▶ _REQUIRED WORK_: Take the stretch of lines from the one containing "Mark a point on each instance of the gesturing" through the one containing "[(225, 270)]". Write those lines out again with "comma separated" switched to "comma-delimited" and everything else left as it is.

* BEGIN SUPPLIED MATERIAL *

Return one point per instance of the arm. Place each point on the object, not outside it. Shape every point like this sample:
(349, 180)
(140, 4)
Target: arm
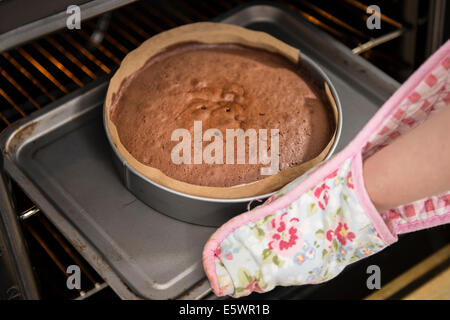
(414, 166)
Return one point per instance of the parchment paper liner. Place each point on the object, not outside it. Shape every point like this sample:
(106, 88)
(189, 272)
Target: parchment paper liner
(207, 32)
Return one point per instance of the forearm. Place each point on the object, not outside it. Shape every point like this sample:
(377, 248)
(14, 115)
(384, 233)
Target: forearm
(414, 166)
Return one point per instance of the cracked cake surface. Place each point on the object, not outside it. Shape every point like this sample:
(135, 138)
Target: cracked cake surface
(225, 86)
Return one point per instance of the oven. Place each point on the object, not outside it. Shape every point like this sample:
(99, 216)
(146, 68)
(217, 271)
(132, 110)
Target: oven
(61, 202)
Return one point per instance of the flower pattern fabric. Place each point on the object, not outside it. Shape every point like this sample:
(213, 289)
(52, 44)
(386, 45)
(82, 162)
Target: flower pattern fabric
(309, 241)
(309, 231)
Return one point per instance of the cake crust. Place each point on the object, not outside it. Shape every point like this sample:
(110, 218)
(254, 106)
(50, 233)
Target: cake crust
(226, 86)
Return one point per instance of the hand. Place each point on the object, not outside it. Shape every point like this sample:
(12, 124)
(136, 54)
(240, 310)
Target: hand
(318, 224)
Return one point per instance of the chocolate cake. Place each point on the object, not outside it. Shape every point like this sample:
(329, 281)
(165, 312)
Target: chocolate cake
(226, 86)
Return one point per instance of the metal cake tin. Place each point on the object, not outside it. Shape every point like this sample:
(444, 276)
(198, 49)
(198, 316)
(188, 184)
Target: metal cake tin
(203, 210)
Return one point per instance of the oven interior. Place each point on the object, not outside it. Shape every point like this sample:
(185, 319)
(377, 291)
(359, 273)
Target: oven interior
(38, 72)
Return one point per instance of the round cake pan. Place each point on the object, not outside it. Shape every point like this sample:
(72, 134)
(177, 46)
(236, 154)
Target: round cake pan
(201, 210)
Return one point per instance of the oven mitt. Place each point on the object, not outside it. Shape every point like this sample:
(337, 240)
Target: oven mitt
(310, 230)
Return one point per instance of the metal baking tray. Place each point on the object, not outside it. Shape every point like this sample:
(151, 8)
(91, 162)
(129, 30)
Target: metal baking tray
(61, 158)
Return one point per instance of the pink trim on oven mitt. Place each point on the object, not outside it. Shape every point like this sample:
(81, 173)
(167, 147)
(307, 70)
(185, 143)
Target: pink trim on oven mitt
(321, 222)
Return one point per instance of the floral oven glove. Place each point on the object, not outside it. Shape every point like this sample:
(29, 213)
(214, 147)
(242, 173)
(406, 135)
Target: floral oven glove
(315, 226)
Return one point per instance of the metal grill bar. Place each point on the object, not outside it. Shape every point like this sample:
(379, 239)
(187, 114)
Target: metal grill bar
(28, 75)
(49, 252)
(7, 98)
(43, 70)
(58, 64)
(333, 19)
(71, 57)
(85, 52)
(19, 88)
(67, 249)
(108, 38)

* END SUPPLIED MATERIAL *
* BEGIN SUPPLIED MATERIAL *

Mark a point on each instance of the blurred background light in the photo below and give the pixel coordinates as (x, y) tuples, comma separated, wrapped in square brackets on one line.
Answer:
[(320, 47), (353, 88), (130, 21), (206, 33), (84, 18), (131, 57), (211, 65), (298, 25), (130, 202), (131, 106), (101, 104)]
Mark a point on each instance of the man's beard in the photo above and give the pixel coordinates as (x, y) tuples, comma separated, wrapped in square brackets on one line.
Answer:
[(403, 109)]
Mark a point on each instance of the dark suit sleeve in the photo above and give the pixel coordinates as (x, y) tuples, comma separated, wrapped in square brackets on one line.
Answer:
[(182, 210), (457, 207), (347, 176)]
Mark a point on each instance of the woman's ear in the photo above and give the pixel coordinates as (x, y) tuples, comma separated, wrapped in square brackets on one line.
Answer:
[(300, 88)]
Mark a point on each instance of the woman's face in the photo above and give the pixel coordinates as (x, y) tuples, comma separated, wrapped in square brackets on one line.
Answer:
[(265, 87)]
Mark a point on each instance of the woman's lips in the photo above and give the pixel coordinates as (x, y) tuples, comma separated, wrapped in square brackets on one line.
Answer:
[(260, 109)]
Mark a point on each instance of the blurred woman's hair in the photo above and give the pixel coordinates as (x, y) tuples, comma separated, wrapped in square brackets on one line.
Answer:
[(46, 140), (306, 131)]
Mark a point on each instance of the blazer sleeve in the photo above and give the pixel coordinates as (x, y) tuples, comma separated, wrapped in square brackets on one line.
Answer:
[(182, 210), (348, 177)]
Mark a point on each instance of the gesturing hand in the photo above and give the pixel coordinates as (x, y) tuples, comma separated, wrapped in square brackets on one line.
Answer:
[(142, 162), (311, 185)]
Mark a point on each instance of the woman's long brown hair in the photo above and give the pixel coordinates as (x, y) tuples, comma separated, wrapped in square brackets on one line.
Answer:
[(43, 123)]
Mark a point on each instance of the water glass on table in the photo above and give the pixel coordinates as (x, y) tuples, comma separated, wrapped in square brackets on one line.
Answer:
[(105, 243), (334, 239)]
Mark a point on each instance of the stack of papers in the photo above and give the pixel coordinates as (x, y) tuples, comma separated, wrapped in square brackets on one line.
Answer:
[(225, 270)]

* END SUPPLIED MATERIAL *

▶ _EXPECTED OUTPUT_:
Mark a point on each instance of the gesturing hand in the photo above and give the pixel coordinates as (x, y) tuples, comma-delimited, wrapped in square brackets on one line.
Answer:
[(142, 162), (311, 185)]
Mark a point on each instance of the woman's long brown hair in the photo above and give the pixel coordinates as (x, y) tuples, comma-delimited, wrapped in square brackets on one line.
Answer:
[(43, 123)]
Mark a point on each instance of the water glass on table in the photo above and give the pixel coordinates as (x, y) tuples, comma-delimited, wrapped in square brackets on one line.
Answer:
[(105, 243), (334, 239)]
Mark a point on each instance of the stack of papers in the photo above and give the pixel coordinates as (x, y) tuples, comma-delimited, wrapped in square brackets on one line.
Answer:
[(225, 270)]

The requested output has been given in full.